Stored data entries
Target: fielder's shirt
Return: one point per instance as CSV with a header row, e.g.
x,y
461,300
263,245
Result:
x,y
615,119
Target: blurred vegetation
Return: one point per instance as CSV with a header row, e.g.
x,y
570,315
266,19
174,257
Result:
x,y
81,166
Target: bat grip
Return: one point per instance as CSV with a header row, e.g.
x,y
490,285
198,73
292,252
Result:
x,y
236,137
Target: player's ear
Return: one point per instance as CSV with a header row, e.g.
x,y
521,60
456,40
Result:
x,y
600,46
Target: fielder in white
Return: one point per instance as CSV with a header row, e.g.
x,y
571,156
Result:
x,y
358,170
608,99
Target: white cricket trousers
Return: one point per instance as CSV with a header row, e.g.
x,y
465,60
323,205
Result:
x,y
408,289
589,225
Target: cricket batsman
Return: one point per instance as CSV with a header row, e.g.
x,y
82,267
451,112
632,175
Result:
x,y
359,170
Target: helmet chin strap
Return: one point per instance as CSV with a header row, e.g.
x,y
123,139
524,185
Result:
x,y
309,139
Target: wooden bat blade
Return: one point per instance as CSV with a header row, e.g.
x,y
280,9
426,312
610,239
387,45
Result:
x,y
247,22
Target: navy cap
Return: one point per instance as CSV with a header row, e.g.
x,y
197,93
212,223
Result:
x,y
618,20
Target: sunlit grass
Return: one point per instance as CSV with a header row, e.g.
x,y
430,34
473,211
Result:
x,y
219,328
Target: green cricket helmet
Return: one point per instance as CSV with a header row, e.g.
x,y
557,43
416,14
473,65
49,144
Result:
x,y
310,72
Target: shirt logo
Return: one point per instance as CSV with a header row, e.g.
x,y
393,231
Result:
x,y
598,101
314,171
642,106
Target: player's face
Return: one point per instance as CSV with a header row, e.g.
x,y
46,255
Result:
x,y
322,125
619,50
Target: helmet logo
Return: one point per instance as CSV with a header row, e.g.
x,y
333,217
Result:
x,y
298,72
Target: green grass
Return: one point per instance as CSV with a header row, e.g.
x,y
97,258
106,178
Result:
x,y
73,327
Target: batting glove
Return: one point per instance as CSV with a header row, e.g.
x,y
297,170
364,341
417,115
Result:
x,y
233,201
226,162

WHAT IS EXPECTED
Restate every entry exactly. Leave nothing out.

SOLUTION FOR THIS PROBLEM
Target: fielder's shirt
Return: one point per instance as CSV with a header row, e.g.
x,y
461,300
263,245
Result:
x,y
615,119
Target: blurred vegetation
Return: one point per instance as CSV with a header row, e.g.
x,y
570,315
266,19
174,257
Result:
x,y
81,166
Target: bat grip
Return: one point per instance as CSV with a header row, e.g.
x,y
490,285
198,73
292,252
Result:
x,y
236,137
Target: player's ear
Return: one point per instance as CSV with a header row, e.g.
x,y
521,60
456,40
Result:
x,y
600,46
Target: fielder in white
Return: one point per instance as CSV with a header row, e.g.
x,y
571,156
Result:
x,y
358,170
608,99
Target: white cricket trousers
Return: one point per instance as CSV with a header row, e.g.
x,y
465,60
323,205
Result:
x,y
408,289
589,225
Target: cricket batsman
Return: one point per instance as CSV with a header row, e.g.
x,y
82,267
451,112
632,175
Result:
x,y
359,170
Target: helmet chin strap
Return: one point per instance as CSV with a header row, e.g.
x,y
123,139
524,185
Result:
x,y
309,139
Target: wooden bat blade
Return: one point per instance as CSV with a header row, e.g.
x,y
280,9
426,312
610,239
387,45
Result:
x,y
247,22
Target: navy cap
Return: one point per instance as CSV with a header row, e.g.
x,y
197,93
212,223
Result:
x,y
618,20
Target: sunlit grass
Return: one point per instance as CSV with a header row, e.g.
x,y
430,34
473,211
Result:
x,y
219,328
Target: green cricket helmet
Return: one point per instance as CSV with a header row, e.g.
x,y
557,43
416,14
473,65
49,144
Result:
x,y
310,72
Target: shirt logo
Return: one point per instance as CSV with a header row, e.g.
x,y
393,231
Result:
x,y
598,101
314,171
642,106
Target: player's face
Return: one point per instance as CSV with a header row, e.g.
x,y
46,255
Result:
x,y
322,125
619,50
Target: helmet logo
Return: one point per instance as CSV with a header row, e.g.
x,y
333,217
Result:
x,y
298,72
Target: green grass
Return: one point per instance as CSV with a header row, e.g.
x,y
97,258
106,178
Result:
x,y
73,327
Target: batting glove
Return: one point per instance as CSV with a header row, e.g.
x,y
297,170
364,341
417,115
Result:
x,y
233,201
226,162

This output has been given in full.